## [REQUIREMENT]
Below are records; report how many of their lines contain the word "hairy", giving only the number.

## [MATERIAL FOR THIS TASK]

+-------+

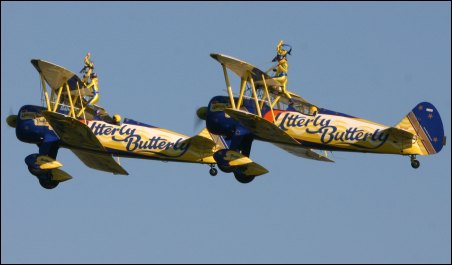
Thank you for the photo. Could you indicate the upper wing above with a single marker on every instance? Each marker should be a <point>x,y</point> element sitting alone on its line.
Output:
<point>56,76</point>
<point>268,131</point>
<point>81,140</point>
<point>242,68</point>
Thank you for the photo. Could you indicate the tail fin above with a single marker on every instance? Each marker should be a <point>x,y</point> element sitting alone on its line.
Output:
<point>425,122</point>
<point>217,139</point>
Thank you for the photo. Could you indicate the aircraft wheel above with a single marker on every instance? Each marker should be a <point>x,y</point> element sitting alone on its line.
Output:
<point>243,178</point>
<point>415,163</point>
<point>213,171</point>
<point>48,184</point>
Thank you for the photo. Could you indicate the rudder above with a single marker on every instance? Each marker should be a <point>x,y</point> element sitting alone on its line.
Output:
<point>425,122</point>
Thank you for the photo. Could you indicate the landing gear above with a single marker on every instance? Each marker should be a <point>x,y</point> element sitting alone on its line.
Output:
<point>414,162</point>
<point>213,171</point>
<point>225,169</point>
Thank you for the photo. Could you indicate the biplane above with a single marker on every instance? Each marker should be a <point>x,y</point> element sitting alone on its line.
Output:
<point>261,111</point>
<point>66,120</point>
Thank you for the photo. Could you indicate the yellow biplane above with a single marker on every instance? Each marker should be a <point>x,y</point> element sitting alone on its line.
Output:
<point>67,120</point>
<point>262,111</point>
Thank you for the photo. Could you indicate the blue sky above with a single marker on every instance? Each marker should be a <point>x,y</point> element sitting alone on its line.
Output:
<point>371,60</point>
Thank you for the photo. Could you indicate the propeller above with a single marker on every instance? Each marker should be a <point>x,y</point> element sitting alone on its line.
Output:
<point>201,115</point>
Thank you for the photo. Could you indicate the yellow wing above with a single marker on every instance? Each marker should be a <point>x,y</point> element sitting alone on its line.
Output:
<point>56,76</point>
<point>80,139</point>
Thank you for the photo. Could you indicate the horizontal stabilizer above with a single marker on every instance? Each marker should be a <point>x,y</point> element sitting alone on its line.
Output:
<point>303,152</point>
<point>100,161</point>
<point>424,123</point>
<point>232,160</point>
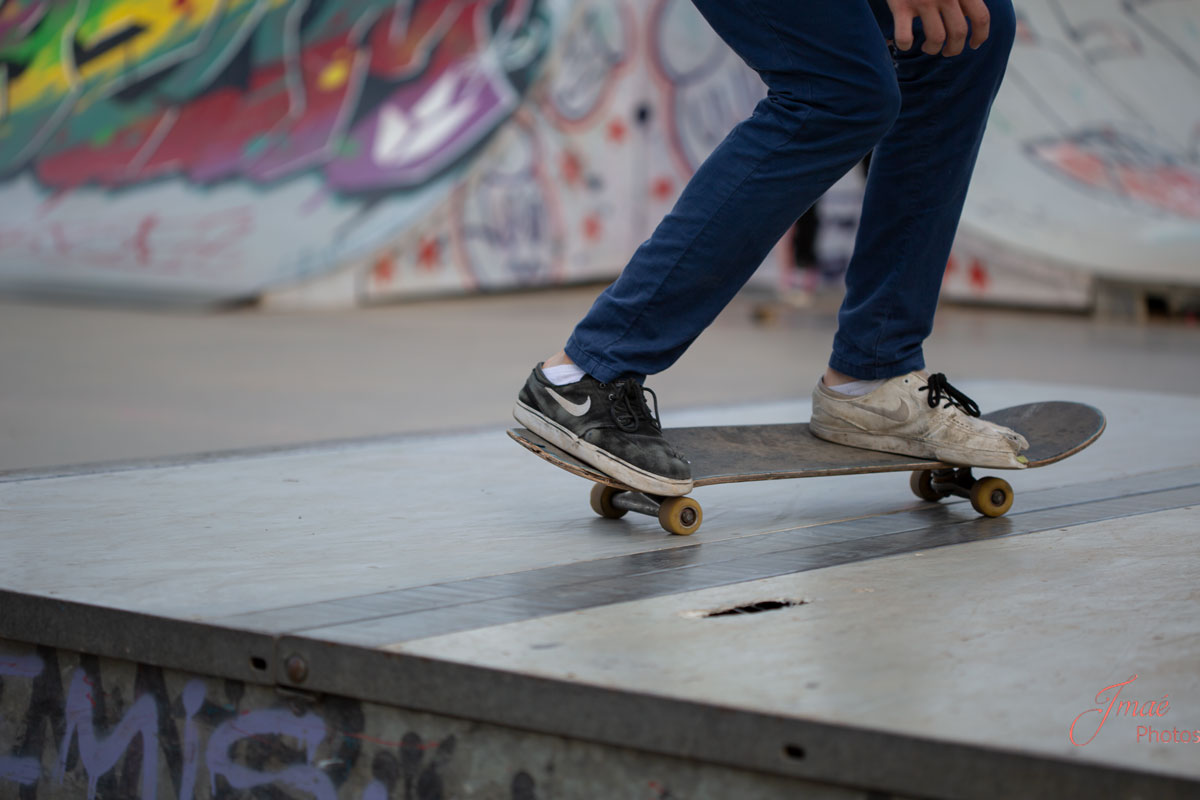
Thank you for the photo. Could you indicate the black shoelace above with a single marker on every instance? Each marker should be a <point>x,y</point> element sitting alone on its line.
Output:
<point>940,389</point>
<point>629,405</point>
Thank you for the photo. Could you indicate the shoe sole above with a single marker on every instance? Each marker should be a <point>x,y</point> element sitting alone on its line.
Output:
<point>901,446</point>
<point>601,459</point>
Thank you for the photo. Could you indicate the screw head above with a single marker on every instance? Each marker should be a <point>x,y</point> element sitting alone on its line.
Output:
<point>297,668</point>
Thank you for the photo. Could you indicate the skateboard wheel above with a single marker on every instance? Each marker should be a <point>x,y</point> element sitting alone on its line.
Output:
<point>991,497</point>
<point>681,516</point>
<point>601,501</point>
<point>922,483</point>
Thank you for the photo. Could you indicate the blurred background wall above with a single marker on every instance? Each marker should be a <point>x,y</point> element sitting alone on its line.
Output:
<point>335,154</point>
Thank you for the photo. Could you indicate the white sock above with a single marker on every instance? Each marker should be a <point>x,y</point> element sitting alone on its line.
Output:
<point>563,374</point>
<point>856,388</point>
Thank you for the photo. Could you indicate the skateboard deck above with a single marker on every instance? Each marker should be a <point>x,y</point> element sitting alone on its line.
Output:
<point>769,452</point>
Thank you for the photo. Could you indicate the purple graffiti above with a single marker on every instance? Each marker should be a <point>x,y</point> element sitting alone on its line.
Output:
<point>307,728</point>
<point>100,755</point>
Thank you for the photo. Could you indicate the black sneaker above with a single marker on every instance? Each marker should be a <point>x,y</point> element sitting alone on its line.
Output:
<point>607,426</point>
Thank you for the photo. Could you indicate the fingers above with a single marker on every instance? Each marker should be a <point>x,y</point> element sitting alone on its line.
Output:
<point>903,35</point>
<point>945,24</point>
<point>981,20</point>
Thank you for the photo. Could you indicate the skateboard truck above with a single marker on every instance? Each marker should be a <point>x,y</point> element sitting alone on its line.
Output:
<point>991,497</point>
<point>678,516</point>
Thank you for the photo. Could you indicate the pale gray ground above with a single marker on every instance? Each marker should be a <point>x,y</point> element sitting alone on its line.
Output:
<point>84,384</point>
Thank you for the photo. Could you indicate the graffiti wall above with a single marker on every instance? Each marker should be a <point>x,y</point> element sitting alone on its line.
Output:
<point>339,152</point>
<point>391,148</point>
<point>77,726</point>
<point>1091,166</point>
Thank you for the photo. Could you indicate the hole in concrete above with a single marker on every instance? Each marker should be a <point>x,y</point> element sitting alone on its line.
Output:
<point>795,752</point>
<point>755,608</point>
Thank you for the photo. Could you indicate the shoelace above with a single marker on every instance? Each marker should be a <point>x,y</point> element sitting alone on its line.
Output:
<point>629,405</point>
<point>940,389</point>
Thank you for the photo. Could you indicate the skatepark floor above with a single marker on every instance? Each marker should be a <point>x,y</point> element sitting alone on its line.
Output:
<point>415,559</point>
<point>87,384</point>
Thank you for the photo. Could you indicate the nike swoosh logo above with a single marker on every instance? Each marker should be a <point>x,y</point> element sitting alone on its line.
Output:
<point>898,414</point>
<point>574,409</point>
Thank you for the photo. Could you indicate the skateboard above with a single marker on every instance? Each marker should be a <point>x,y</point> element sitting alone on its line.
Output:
<point>771,452</point>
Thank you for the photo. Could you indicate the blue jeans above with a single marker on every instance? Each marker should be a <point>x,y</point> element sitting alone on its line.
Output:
<point>835,91</point>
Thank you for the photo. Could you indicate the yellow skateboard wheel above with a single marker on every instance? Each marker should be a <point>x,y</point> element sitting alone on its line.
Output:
<point>681,516</point>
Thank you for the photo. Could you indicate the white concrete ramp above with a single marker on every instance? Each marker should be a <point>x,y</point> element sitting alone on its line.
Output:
<point>445,612</point>
<point>1091,166</point>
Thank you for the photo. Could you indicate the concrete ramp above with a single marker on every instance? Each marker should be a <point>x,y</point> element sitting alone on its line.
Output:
<point>347,621</point>
<point>1091,167</point>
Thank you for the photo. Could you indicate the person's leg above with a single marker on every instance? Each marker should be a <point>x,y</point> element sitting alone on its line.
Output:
<point>915,192</point>
<point>832,94</point>
<point>874,395</point>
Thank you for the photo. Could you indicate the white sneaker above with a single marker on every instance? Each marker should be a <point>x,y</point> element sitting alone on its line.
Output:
<point>916,415</point>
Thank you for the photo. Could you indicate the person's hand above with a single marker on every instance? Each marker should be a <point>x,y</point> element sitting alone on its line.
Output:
<point>945,23</point>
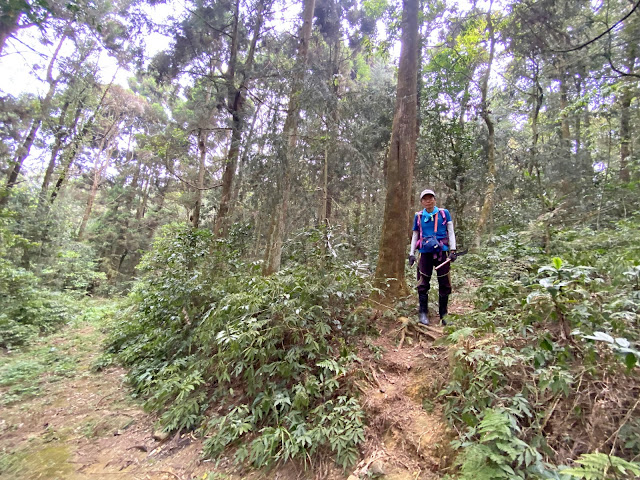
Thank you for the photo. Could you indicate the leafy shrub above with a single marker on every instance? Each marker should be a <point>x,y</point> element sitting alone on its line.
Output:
<point>26,309</point>
<point>517,380</point>
<point>256,363</point>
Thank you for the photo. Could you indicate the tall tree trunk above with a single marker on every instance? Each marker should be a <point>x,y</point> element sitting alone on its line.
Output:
<point>565,132</point>
<point>25,148</point>
<point>99,168</point>
<point>485,211</point>
<point>400,160</point>
<point>55,150</point>
<point>273,254</point>
<point>628,94</point>
<point>236,99</point>
<point>202,148</point>
<point>71,153</point>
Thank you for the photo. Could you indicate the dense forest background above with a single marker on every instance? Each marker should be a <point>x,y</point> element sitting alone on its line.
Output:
<point>256,165</point>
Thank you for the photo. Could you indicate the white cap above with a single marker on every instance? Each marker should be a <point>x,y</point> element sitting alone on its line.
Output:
<point>427,192</point>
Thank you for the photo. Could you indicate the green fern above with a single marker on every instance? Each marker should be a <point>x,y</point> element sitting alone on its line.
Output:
<point>600,466</point>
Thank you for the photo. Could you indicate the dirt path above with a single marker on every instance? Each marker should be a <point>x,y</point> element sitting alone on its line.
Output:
<point>61,420</point>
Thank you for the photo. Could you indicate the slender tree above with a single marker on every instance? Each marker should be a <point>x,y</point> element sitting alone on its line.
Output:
<point>400,160</point>
<point>273,254</point>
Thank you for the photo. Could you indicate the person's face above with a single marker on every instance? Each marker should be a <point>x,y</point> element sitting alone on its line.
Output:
<point>428,202</point>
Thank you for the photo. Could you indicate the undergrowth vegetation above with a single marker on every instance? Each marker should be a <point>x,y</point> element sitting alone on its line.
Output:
<point>544,370</point>
<point>28,308</point>
<point>254,364</point>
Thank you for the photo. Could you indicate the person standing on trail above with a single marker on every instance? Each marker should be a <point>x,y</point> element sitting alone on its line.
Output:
<point>435,240</point>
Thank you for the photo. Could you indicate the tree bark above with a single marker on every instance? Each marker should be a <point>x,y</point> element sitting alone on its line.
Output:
<point>236,100</point>
<point>25,148</point>
<point>99,169</point>
<point>70,155</point>
<point>401,157</point>
<point>487,205</point>
<point>628,94</point>
<point>273,254</point>
<point>202,148</point>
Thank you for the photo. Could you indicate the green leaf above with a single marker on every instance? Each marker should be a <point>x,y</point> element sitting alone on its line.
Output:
<point>630,360</point>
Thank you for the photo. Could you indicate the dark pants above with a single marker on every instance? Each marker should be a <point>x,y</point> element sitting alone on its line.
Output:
<point>426,266</point>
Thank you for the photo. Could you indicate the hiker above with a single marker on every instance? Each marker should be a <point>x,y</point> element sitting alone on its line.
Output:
<point>435,240</point>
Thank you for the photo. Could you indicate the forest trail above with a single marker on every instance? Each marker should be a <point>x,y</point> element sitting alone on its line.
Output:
<point>61,420</point>
<point>406,436</point>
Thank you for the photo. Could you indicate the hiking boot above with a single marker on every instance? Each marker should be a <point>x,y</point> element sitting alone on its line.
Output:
<point>443,303</point>
<point>423,316</point>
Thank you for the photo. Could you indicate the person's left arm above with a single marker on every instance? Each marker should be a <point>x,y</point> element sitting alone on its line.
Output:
<point>450,232</point>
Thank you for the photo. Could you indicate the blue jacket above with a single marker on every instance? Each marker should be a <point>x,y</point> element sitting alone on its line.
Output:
<point>428,225</point>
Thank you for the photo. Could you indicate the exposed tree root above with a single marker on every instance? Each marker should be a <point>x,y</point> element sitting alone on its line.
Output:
<point>410,329</point>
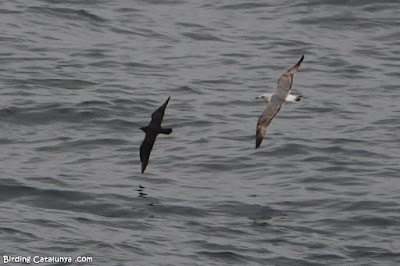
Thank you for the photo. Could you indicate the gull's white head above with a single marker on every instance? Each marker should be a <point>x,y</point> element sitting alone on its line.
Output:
<point>265,97</point>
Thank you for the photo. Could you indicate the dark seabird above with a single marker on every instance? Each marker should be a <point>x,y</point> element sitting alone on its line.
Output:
<point>276,100</point>
<point>152,130</point>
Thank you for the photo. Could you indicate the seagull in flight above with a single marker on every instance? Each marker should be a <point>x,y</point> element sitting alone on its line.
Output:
<point>276,100</point>
<point>152,130</point>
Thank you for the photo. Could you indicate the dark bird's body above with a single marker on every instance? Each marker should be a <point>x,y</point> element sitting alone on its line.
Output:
<point>152,130</point>
<point>276,100</point>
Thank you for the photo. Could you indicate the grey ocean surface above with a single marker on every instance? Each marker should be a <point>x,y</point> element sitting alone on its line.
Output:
<point>79,78</point>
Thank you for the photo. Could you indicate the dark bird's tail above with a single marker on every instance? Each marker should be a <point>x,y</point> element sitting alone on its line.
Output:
<point>166,131</point>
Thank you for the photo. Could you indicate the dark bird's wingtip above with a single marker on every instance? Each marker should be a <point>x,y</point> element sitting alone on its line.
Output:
<point>301,59</point>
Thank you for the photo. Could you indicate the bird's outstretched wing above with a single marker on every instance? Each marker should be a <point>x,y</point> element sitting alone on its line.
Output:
<point>146,147</point>
<point>158,115</point>
<point>278,98</point>
<point>285,82</point>
<point>265,119</point>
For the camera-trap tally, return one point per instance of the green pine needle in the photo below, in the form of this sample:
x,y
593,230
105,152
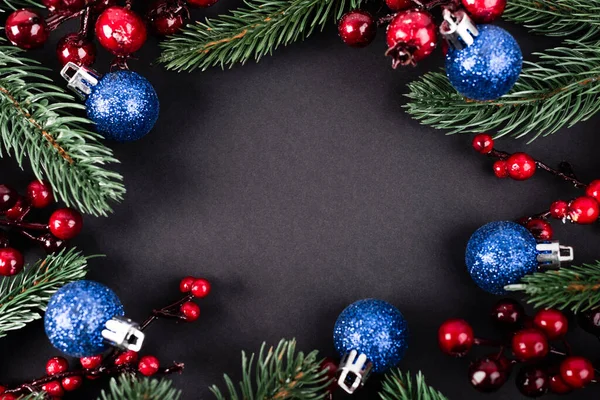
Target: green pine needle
x,y
24,297
251,32
401,386
576,288
129,387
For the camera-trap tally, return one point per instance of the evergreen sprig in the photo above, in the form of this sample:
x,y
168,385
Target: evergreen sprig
x,y
575,287
560,90
402,386
280,373
251,32
24,296
39,123
129,387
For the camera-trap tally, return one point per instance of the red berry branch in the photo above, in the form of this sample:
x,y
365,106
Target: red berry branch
x,y
59,378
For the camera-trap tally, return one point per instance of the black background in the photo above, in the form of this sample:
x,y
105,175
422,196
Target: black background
x,y
297,186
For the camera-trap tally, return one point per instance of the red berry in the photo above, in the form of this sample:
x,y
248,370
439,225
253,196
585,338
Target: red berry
x,y
484,11
483,143
120,31
584,210
127,357
520,166
190,310
56,365
455,337
76,49
577,371
39,194
200,288
559,209
26,29
529,344
11,261
552,322
91,362
65,223
148,365
71,383
540,229
411,36
357,28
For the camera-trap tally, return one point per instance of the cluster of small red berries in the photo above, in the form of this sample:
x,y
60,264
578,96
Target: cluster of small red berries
x,y
118,29
411,34
64,224
529,341
521,166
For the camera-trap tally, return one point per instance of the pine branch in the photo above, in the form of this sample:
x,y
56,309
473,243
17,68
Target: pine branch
x,y
557,17
558,91
25,296
281,373
575,287
401,386
128,387
38,123
250,32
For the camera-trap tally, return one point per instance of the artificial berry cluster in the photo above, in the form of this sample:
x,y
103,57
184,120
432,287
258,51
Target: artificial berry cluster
x,y
118,29
64,224
521,166
529,340
411,32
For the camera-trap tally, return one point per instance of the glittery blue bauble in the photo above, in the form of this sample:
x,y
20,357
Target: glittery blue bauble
x,y
488,68
76,315
374,328
499,254
123,105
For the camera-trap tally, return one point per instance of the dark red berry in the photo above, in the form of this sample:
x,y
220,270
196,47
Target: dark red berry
x,y
190,310
11,261
56,365
200,288
26,29
520,166
65,223
148,365
529,344
552,322
455,337
483,143
583,210
357,28
577,371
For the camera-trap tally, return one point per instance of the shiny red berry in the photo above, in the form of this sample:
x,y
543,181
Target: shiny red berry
x,y
520,166
190,310
26,29
11,261
483,143
577,371
552,322
357,28
540,228
584,210
200,288
120,31
56,365
529,344
455,337
148,365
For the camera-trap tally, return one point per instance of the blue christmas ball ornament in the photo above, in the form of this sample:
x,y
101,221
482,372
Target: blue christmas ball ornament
x,y
488,68
374,328
76,315
124,106
501,253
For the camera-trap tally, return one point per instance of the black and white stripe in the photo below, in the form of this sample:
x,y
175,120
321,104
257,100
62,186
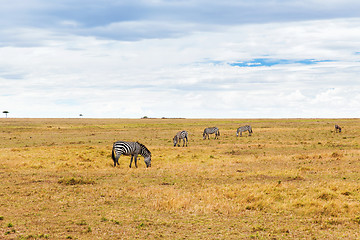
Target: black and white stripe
x,y
211,130
244,129
130,148
180,135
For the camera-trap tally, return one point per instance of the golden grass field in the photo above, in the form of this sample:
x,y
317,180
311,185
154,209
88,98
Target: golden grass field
x,y
292,179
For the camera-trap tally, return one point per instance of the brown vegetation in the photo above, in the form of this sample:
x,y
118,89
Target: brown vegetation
x,y
292,179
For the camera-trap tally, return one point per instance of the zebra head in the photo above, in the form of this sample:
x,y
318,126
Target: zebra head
x,y
148,161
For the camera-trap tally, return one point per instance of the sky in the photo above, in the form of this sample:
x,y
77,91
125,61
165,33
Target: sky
x,y
180,58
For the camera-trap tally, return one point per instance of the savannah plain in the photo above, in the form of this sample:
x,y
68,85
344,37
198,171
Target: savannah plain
x,y
292,179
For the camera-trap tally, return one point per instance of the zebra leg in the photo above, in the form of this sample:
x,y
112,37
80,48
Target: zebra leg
x,y
117,161
132,156
136,161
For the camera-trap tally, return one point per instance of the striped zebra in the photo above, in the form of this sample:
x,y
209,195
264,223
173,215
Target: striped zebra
x,y
211,130
244,129
180,135
337,128
130,148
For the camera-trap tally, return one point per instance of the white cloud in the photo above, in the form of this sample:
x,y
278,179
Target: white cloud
x,y
180,69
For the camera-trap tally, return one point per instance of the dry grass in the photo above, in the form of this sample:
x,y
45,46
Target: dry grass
x,y
293,179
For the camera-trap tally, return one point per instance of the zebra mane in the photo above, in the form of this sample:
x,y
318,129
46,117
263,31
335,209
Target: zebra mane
x,y
143,147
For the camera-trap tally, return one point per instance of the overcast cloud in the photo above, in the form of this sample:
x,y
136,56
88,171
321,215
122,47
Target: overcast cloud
x,y
193,59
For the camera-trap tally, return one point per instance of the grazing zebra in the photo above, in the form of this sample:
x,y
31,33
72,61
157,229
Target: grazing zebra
x,y
180,135
337,128
211,130
133,149
244,129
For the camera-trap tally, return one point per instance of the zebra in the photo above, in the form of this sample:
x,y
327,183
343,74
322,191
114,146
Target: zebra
x,y
337,128
244,129
180,135
130,148
211,130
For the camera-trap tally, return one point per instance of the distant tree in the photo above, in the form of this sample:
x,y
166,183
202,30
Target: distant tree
x,y
6,112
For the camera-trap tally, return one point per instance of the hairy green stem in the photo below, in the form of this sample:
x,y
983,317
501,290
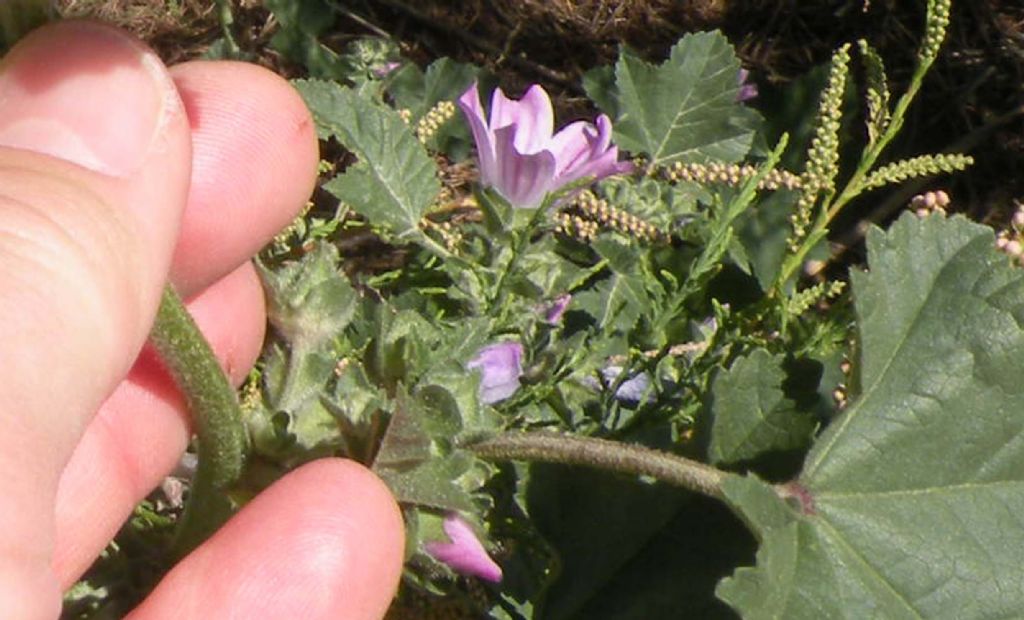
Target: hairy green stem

+-------+

## [OUTPUT OF THE TASK]
2